## Trecho fornecido
■ ■ ■ ■

Silvia Buarque afirma que sua praia é o teatro. Apesar disso, admite estar flertando como nunca com o cinema. Durante um ano gravou três longas de sucesso. Gonzaga, de Pai para Filho, que lhe rendeu o prêmio Fiesp/Sesi de atriz coadjuvante; Vendo ou Alugo, que amealhou 12 prêmios no festival de Recife, e o mais recente, Os Pobres Diabos, apresentado em setembro no Festival de Brasília, onde faturou dois Candangos. O filme, do diretor cearense Rosemberg Cariry, venceu a categoria Júri Popular e o Prêmio TV Brasil – no total, R$ 80 mil e a garantia de exibição na programação da emissora pública.

Nada mau, ainda mais considerando os problemas que enfrentou durante o evento. Falhas na projeção cancelaram uma exibição desastrosa na primeira noite da mostra competitiva. A sessão terminou na metade do filme, sob as vaias do público que lotava a sala recentemente reformada do Cine Brasília.

“Foi uma frustração imensa, muito triste”, lamentou a atriz, que pouco antes da exibição rasgou elogios ao festival, o primeiro­ do país e um dos mais importantes espaços do cinema brasileiro. O longa só pôde ser visto do começo ao fim em uma sessão improvisada que teve início quase à meia-noite, com menos da metade da sala ocupada. Uma exibição “afetiva” já havia sido feita no Festival do Ceará. Os Pobres Diabos ainda não tem data de estreia no Brasil, mas está sendo legendado em inglês, francês e espanhol, para viajar por festivais internacionais em 2014.

■ ■ ■ ■

## Entradas de dados
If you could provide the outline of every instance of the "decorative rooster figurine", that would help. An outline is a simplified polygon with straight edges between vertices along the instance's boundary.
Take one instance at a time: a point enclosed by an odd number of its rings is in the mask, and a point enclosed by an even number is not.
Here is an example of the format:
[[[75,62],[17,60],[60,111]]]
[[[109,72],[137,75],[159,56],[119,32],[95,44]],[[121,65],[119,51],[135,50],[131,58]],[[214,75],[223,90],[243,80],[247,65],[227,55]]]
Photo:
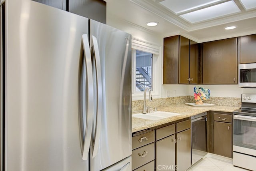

■ ■ ■ ■

## As tarefas
• a. Reproduza fielmente todas as linhas da listagem, deixando as imagens de fora.
• b. Escreva a continuação do texto sobre Silvia Buarque e o filme Os Pobres Diabos, a partir do ponto em que ele termina.

## Respostas por tarefa
• a.
If you could provide the outline of every instance of the "decorative rooster figurine", that would help. An outline is a simplified polygon with straight edges between vertices along the instance's boundary.
Take one instance at a time: a point enclosed by an odd number of its rings is in the mask, and a point enclosed by an even number is not.
Here is an example of the format:
[[[75,62],[17,60],[60,111]]]
[[[109,72],[137,75],[159,56],[119,32],[95,44]],[[121,65],[119,51],[135,50],[131,58]],[[214,75],[223,90],[243,80],[247,65],[227,55]]]
Photo:

• b.
Problemas à parte, a atriz Silvia Buarque comemora o papel principal. “Nunca tive um papel desse tamanho. Minha carreira de modo geral, e particularmente no cinema, é de formiguinha. Não sou cigarra, sou formiga mesmo.” Apesar do berço esplêndido – filha de Chico Buarque e Marieta Severo, e ainda teve Vinicius de Moraes como padrinho de batismo –, ela diz que não nasceu brilhando nem com talento extraordinário. Aos 44 anos, afirma estar colhendo os frutos de ter começado com 16.

O momento especial se traduz no filme de Rosemberg, como conta Silvia. Ela compara com outro papel, a Dina, participação bem-sucedida no longa Gonzaga, em que interpretou a mulher que cuidou de Gonzaguinha no Rio de Janeiro. “Apesar de ser um  bom personagem que curti muito fazer, foi uma atuação pequena, e não tem como dizer que o tamanho do papel não tem importância, estar como protagonista em um filme do Rosemberg Cariry, e estreando em Brasília, é uma coisa de peso, já estou no lucro.

Em Os Pobres Diabos, Silvia dá vida à Creuza, uma cantora ­arretada e vulgar de uma trupe decadente de circo que perambula­ pelos cafundós dos sertões até se instalar na pequena Aracati, cidade do litoral leste do Ceará a que pertence a turística Canoa Quebrada. “É o filme mais importante que eu já fiz”, declara. No set, a atriz teve ao seu lado o marido, Chico Díaz, e a filha do casal, a pequena Irene, 8, que aparece em algumas cenas. Também compõem o elenco principal Gero Camilo e Everaldo Pontes.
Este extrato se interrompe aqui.